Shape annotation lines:

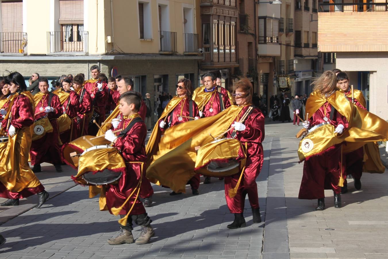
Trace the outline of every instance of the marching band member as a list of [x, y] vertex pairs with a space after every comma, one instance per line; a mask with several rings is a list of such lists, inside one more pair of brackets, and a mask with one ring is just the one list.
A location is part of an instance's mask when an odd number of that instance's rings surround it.
[[[107, 184], [106, 193], [107, 206], [111, 213], [113, 207], [122, 207], [119, 214], [121, 217], [121, 222], [124, 226], [120, 227], [118, 236], [108, 240], [110, 245], [133, 242], [131, 232], [133, 229], [133, 220], [142, 228], [140, 237], [136, 240], [136, 244], [147, 243], [155, 235], [151, 225], [152, 221], [147, 215], [143, 204], [135, 194], [131, 195], [137, 183], [142, 179], [142, 174], [146, 174], [147, 156], [145, 141], [147, 127], [137, 113], [141, 101], [141, 98], [136, 92], [130, 91], [123, 94], [120, 97], [120, 109], [124, 115], [124, 120], [121, 122], [120, 127], [120, 128], [122, 127], [123, 132], [126, 132], [119, 134], [118, 137], [109, 130], [105, 134], [105, 138], [114, 143], [114, 146], [121, 151], [127, 165], [126, 171], [119, 179], [118, 184]], [[136, 122], [131, 123], [132, 120], [134, 120]], [[126, 202], [127, 198], [129, 200]], [[132, 206], [133, 208], [131, 210]], [[128, 220], [125, 220], [127, 218]]]
[[106, 109], [109, 114], [113, 112], [113, 110], [117, 106], [120, 97], [120, 93], [117, 90], [116, 85], [116, 80], [114, 77], [108, 78], [108, 103], [106, 105]]
[[68, 96], [62, 103], [63, 114], [66, 114], [71, 120], [70, 128], [59, 135], [61, 141], [62, 143], [70, 142], [76, 139], [77, 134], [77, 112], [78, 111], [80, 105], [80, 96], [73, 88], [73, 82], [67, 78], [62, 82], [63, 88], [62, 94]]
[[74, 76], [73, 79], [74, 90], [80, 96], [80, 106], [77, 111], [77, 135], [79, 137], [87, 135], [89, 118], [92, 110], [90, 96], [83, 86], [84, 79], [80, 74]]
[[[306, 112], [311, 115], [302, 123], [303, 127], [309, 129], [330, 123], [335, 128], [334, 134], [342, 134], [348, 127], [348, 121], [331, 103], [335, 103], [337, 96], [340, 94], [336, 87], [335, 74], [326, 71], [312, 84], [314, 90], [306, 103]], [[341, 161], [342, 144], [335, 144], [305, 160], [299, 198], [317, 198], [317, 210], [325, 208], [324, 189], [333, 190], [334, 207], [341, 207], [341, 186], [346, 177], [341, 168], [343, 167]]]
[[259, 198], [256, 178], [261, 170], [264, 160], [262, 143], [264, 138], [264, 116], [258, 108], [254, 108], [243, 123], [239, 122], [240, 118], [252, 105], [253, 89], [248, 78], [243, 78], [236, 84], [236, 93], [233, 95], [236, 104], [244, 108], [233, 121], [231, 127], [236, 131], [229, 131], [228, 137], [235, 137], [245, 145], [247, 160], [242, 179], [236, 196], [231, 198], [228, 192], [235, 188], [239, 181], [241, 173], [227, 176], [225, 178], [225, 197], [228, 208], [234, 214], [234, 221], [227, 227], [237, 228], [245, 226], [245, 220], [242, 214], [245, 196], [248, 195], [253, 216], [253, 222], [261, 222]]
[[[340, 72], [337, 74], [337, 86], [345, 92], [348, 99], [352, 101], [352, 92], [349, 86], [349, 78], [346, 73]], [[354, 98], [355, 97], [356, 98]], [[354, 90], [353, 92], [353, 103], [365, 110], [366, 110], [366, 102], [362, 92], [359, 90]], [[364, 165], [364, 148], [343, 154], [343, 161], [346, 167], [346, 175], [350, 175], [354, 179], [354, 188], [359, 190], [361, 188], [361, 176]], [[343, 187], [341, 187], [341, 194], [348, 192], [348, 183], [345, 179]]]
[[[176, 87], [178, 96], [174, 96], [170, 101], [169, 104], [171, 103], [171, 105], [167, 104], [157, 123], [159, 130], [162, 132], [168, 128], [192, 119], [188, 117], [194, 117], [196, 120], [199, 118], [198, 106], [195, 102], [192, 100], [193, 89], [191, 82], [189, 80], [184, 78], [178, 82]], [[172, 106], [174, 107], [172, 107]], [[198, 191], [199, 182], [199, 175], [196, 174], [187, 183], [191, 186], [192, 192], [194, 195], [199, 194]], [[170, 194], [175, 195], [181, 193], [173, 191]]]
[[36, 207], [40, 208], [49, 194], [28, 165], [34, 122], [33, 98], [31, 93], [26, 92], [27, 86], [20, 73], [11, 73], [5, 81], [14, 97], [0, 127], [9, 137], [0, 161], [0, 197], [8, 200], [0, 205], [17, 205], [19, 199], [37, 194]]
[[32, 142], [29, 152], [31, 164], [34, 166], [32, 171], [41, 172], [40, 164], [46, 162], [53, 164], [57, 172], [62, 172], [62, 161], [57, 119], [62, 115], [63, 110], [58, 96], [48, 92], [47, 79], [42, 77], [38, 80], [40, 92], [34, 96], [35, 121], [47, 117], [53, 130], [52, 132], [47, 132], [43, 137]]
[[[100, 125], [105, 120], [105, 106], [108, 100], [108, 94], [106, 92], [107, 85], [106, 83], [101, 82], [99, 80], [100, 68], [98, 66], [92, 66], [90, 67], [90, 72], [92, 78], [85, 82], [84, 87], [90, 96], [92, 106], [99, 115], [96, 120]], [[98, 129], [93, 123], [93, 125], [91, 125], [89, 127], [88, 130], [89, 135], [95, 135]]]
[[[197, 104], [201, 118], [218, 114], [230, 106], [232, 98], [228, 90], [216, 84], [217, 78], [213, 73], [203, 75], [204, 86], [194, 90], [192, 99]], [[210, 177], [205, 176], [204, 184], [210, 183]], [[222, 180], [222, 178], [219, 178]]]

Task to carry out:
Copy out the lines from the start of the records through the line containing "88], [62, 94]]", keeping them identical. Leave the pictures out of your answer.

Final result:
Trace the outline of every instance of the marching band member as a list of [x, y] vertex pairs with a space after every comma, one instance per line; a mask with several rings is a list of such lists, inside one more pair of brackets, and a mask with one ring is just the one list.
A location is part of an instance's mask when an odd number of that instance's rings surround it.
[[[107, 184], [106, 193], [107, 206], [111, 213], [113, 207], [122, 207], [119, 214], [121, 217], [121, 222], [124, 226], [120, 227], [118, 236], [108, 240], [110, 245], [133, 242], [131, 232], [133, 229], [133, 220], [142, 228], [140, 237], [136, 240], [136, 244], [147, 243], [155, 235], [151, 225], [152, 221], [147, 215], [143, 204], [135, 194], [131, 195], [137, 183], [142, 179], [142, 174], [146, 174], [147, 156], [145, 141], [147, 127], [137, 113], [141, 101], [141, 98], [136, 92], [130, 91], [123, 94], [120, 97], [120, 109], [124, 115], [124, 120], [121, 122], [120, 127], [120, 128], [122, 127], [123, 132], [126, 132], [119, 134], [118, 137], [109, 130], [105, 134], [105, 138], [114, 143], [114, 146], [121, 151], [127, 165], [126, 171], [119, 179], [118, 184]], [[136, 122], [131, 123], [132, 120], [134, 120]], [[126, 202], [127, 198], [129, 200]], [[132, 206], [133, 208], [131, 210]], [[128, 220], [125, 220], [127, 218]]]
[[106, 109], [109, 114], [113, 112], [113, 110], [117, 106], [120, 97], [120, 93], [117, 90], [116, 85], [116, 80], [114, 77], [108, 78], [108, 103], [106, 105]]
[[68, 96], [62, 103], [63, 114], [66, 114], [71, 120], [70, 128], [59, 135], [61, 141], [62, 143], [70, 142], [76, 139], [77, 134], [77, 112], [78, 111], [80, 105], [80, 96], [73, 88], [73, 82], [67, 78], [62, 82], [63, 88], [62, 94]]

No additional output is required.